===== Extracted information =====
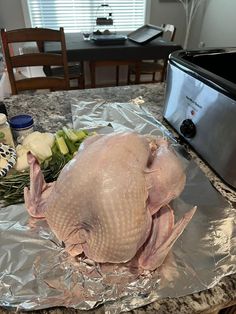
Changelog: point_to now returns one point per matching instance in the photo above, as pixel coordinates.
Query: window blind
(80, 15)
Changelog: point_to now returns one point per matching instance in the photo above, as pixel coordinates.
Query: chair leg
(128, 75)
(117, 74)
(137, 72)
(92, 73)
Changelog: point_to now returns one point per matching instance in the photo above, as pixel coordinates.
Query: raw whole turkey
(111, 201)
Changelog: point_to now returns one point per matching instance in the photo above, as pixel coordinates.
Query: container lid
(3, 118)
(21, 121)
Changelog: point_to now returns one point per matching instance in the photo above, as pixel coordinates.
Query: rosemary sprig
(12, 186)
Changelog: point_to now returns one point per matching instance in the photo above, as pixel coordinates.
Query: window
(79, 15)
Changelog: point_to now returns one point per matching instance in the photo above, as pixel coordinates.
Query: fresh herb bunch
(12, 186)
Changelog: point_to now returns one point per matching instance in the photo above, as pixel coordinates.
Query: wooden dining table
(127, 52)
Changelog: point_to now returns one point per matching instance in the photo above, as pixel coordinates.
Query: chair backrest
(14, 60)
(169, 32)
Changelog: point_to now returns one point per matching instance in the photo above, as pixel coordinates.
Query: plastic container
(21, 125)
(5, 131)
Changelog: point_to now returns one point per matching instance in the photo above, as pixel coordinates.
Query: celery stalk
(62, 145)
(70, 134)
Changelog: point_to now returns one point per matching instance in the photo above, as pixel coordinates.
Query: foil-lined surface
(36, 273)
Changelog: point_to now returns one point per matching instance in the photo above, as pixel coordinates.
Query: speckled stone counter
(52, 110)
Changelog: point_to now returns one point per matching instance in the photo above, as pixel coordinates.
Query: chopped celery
(72, 136)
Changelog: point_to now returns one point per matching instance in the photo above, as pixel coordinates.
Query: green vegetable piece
(72, 136)
(81, 135)
(71, 145)
(62, 145)
(60, 133)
=====
The task -
Replicate the material above verbatim; images stay out of the copy.

Final answer -
Changelog: point_to now returns one point per matching instance in the photo above, as pixel coordinates.
Query: window blind
(80, 15)
Changelog: point_to now returns one point per matching instance in the photo above, as pixel coordinates.
Query: chair leg
(128, 75)
(117, 74)
(137, 72)
(92, 73)
Changelog: point_to now returns one point per matching instance in the photo above, as pixel coordinates.
Query: raw whole turkey
(111, 201)
Changelog: point_to now returns one point per matching instance in the photo above, as pixel coordinates.
Query: container lid
(3, 118)
(21, 121)
Changelog: point_to now returns one point per matching instance in the photo above, as pixel coordinates.
Query: rosemary sprig
(12, 186)
Changelog: point_to now returns one point per matching instance in the photo above, as pixel coordinates.
Query: window
(79, 15)
Changelog: point_to now returns one point per matching instance in the photo above, as pixel coordinates.
Query: fresh herb bunch
(12, 186)
Changelog: point_to now returns one point per matching instance in the photo above, as pixel coordinates.
Query: wooden dining table
(127, 52)
Changelog: point_to now returns one point per matching instance in the photo above, as pixel coordinates.
Query: chair backrest
(14, 60)
(169, 32)
Changelog: point_to now returns one point per matching instance in the photo above, as pixel coordinates.
Query: plastic container
(21, 125)
(5, 131)
Changelog: point_to now returns one point per matching instance in the photo above, as pixel coordinates.
Query: celery stalk
(62, 145)
(70, 134)
Changelog: point_to now returns one point per matching instance in the photo above, as pixel coordinates.
Query: foil-lined surface
(36, 273)
Changelog: point_to now returns one point per matching instance in the photo above, as pixel coordinates.
Query: speckled stone counter
(52, 110)
Changelog: point_to now returns one point per matching instance in the photo above, as pixel coordinates.
Query: chopped celery
(72, 136)
Changelog: point_to now returns one point per matching instance in the photo above, as pixel coordinates.
Query: green vegetable piece
(72, 136)
(81, 135)
(71, 145)
(62, 145)
(60, 133)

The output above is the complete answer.